[Image box annotation records]
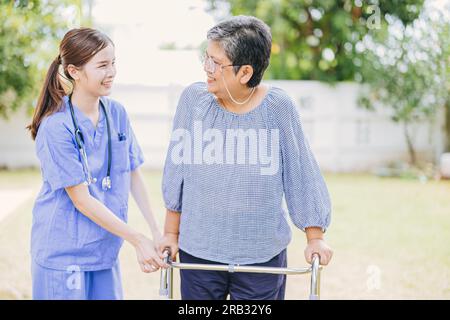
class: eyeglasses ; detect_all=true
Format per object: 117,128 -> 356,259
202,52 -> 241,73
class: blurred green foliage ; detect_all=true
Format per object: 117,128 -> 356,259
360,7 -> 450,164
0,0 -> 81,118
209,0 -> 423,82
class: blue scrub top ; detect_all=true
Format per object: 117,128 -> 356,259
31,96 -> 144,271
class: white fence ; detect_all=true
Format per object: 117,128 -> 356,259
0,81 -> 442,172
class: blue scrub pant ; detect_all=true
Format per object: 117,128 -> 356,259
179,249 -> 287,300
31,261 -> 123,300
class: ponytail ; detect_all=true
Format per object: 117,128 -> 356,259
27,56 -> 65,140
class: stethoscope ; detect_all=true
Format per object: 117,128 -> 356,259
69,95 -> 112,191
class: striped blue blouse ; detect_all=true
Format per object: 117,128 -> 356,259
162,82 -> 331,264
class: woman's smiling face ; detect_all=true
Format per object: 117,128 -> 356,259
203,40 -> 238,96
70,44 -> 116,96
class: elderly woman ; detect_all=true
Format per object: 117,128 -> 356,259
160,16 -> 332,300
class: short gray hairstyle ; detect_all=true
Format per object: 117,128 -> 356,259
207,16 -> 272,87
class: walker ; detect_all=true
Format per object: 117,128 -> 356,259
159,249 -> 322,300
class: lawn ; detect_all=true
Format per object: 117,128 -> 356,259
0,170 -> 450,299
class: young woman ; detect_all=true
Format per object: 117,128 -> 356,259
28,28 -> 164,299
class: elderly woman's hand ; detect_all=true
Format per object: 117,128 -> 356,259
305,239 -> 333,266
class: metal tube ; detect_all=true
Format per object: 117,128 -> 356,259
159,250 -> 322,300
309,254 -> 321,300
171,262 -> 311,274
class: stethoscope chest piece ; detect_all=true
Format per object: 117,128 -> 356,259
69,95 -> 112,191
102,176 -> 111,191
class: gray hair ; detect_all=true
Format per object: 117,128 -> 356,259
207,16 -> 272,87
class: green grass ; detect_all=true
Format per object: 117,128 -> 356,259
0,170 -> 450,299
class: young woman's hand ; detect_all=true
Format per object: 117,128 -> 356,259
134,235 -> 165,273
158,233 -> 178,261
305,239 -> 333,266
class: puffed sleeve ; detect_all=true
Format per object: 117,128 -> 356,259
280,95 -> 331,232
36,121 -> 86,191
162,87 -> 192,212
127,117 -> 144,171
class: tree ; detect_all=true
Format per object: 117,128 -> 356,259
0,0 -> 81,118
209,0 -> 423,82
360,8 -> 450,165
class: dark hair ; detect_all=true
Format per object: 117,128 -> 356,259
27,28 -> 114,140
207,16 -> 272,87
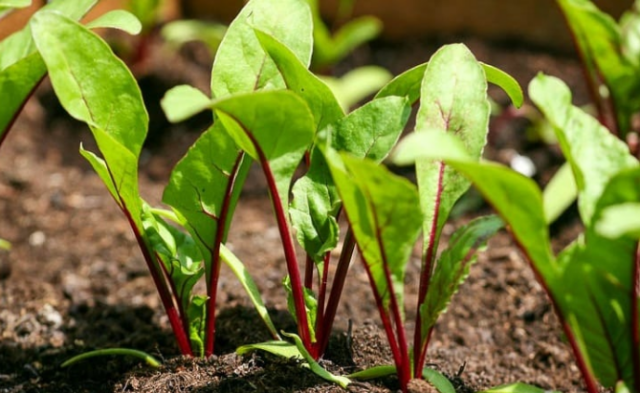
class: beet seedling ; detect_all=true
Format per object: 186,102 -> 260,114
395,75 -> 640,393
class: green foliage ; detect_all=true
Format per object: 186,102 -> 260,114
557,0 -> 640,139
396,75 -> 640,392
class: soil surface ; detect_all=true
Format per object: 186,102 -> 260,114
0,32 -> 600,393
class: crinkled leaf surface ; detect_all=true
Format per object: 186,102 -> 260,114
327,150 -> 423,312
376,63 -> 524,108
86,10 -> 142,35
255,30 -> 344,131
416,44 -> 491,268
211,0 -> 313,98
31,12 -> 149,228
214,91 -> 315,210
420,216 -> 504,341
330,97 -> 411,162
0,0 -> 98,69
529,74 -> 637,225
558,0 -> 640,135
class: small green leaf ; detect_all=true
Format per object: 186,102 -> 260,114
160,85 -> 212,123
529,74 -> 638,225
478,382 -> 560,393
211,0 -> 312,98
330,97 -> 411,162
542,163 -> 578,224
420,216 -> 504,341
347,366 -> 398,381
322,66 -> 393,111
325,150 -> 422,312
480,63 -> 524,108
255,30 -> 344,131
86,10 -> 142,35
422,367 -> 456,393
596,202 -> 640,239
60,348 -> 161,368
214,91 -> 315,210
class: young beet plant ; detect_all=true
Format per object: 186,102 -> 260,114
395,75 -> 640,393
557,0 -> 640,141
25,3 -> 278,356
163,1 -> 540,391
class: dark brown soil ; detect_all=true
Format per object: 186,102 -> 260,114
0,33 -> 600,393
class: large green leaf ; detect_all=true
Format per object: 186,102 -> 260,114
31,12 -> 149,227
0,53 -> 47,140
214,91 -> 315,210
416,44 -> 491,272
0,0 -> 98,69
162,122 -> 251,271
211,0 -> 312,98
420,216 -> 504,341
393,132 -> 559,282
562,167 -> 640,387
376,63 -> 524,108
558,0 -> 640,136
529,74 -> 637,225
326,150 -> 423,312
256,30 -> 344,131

> **Task objective**
Extract the lines of the records word for word, from the start through the line that contains "162,82 -> 331,264". Leave the pictures out of your answer.

> **Exercise output**
class: eyeglasses ; detect_all=true
Format per object: 117,128 -> 356,259
202,52 -> 241,73
class: blurred green foliage ; detect_all=true
Format per object: 117,128 -> 356,259
360,7 -> 450,164
0,0 -> 81,118
209,0 -> 423,82
class: blue scrub top ; detect_all=true
Format per object: 117,128 -> 356,259
31,96 -> 144,271
class: white fence ; detect_all=true
Format per object: 117,128 -> 356,259
0,81 -> 442,172
class: blue scrub pant ; detect_all=true
Format per object: 117,128 -> 356,259
179,249 -> 287,300
31,261 -> 123,300
class: ponytail ; detect_all=true
Format per object: 117,128 -> 356,259
27,56 -> 65,140
class: stethoscope ; detect_all=true
Format per object: 117,128 -> 356,259
69,95 -> 112,191
class: striped blue blouse ; detect_all=true
Format per object: 117,128 -> 356,259
162,82 -> 331,264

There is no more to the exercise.